EXTRAIT DU TEXTE:
---+---
Quelques autres Gou provenant de la même aire culturelle sont attestés. Ils sont en bois et de même taille, ou en métal et plus petit.
· Glélé a également fait exécuter, en bois recouvert de cuivre martelé, la figure d’un autre dieu guerrier lié à son signe de divination, qui était installée près de la porte principale d’Abomey, pour protéger la cité et qu’il a dédiée à son père Guézo (conservée au musée Dapper, H105cm).
· Une 3e sculpture royale guerrière grandeur nature, appelée Daguesu, nous est connue grâce à des représentations sur des étoffes et des bas-reliefs. L’original tenait semble-t-il dans sa bouche une hache-tonnerre de fer, référence au dieu de la foudre Hèbioso, qui avait investi la statue du pouvoir d’attirer la victoire militaire (tissu aux motifs appliqués, début XXe siècle, Collection Curtis Galeries, Minneapolis).
---+---
ENTRÉES RÉPERTORIÉES:
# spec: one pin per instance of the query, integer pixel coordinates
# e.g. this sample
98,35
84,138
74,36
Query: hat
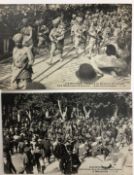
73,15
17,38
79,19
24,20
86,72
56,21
---+---
TRAVAIL À RÉALISER:
- a) Résumez en deux phrases l'extrait consacré aux sculptures royales guerrières.
- b) Indiquez combien de lignes des enregistrements contiennent la chaîne « spec », en tenant compte de la casse, et donnez uniquement ce nombre.
Les enregistrements ne présentent aucun lien avec l'extrait.

RÉPONSES:
- a) D'autres Gou issus de la même aire culturelle sont attestés, soit en bois et de même taille, soit en métal et plus petits, et Glélé a fait exécuter, en bois recouvert de cuivre martelé, la figure d'un autre dieu guerrier installée près de la porte principale d'Abomey pour protéger la cité et dédiée à son père Guézo. Une troisième sculpture royale guerrière grandeur nature, appelée Daguesu, est connue grâce à des représentations sur des étoffes et des bas-reliefs, et l'original tenait semble-t-il dans sa bouche une hache-tonnerre de fer, référence au dieu de la foudre Hèbioso.

- b) 1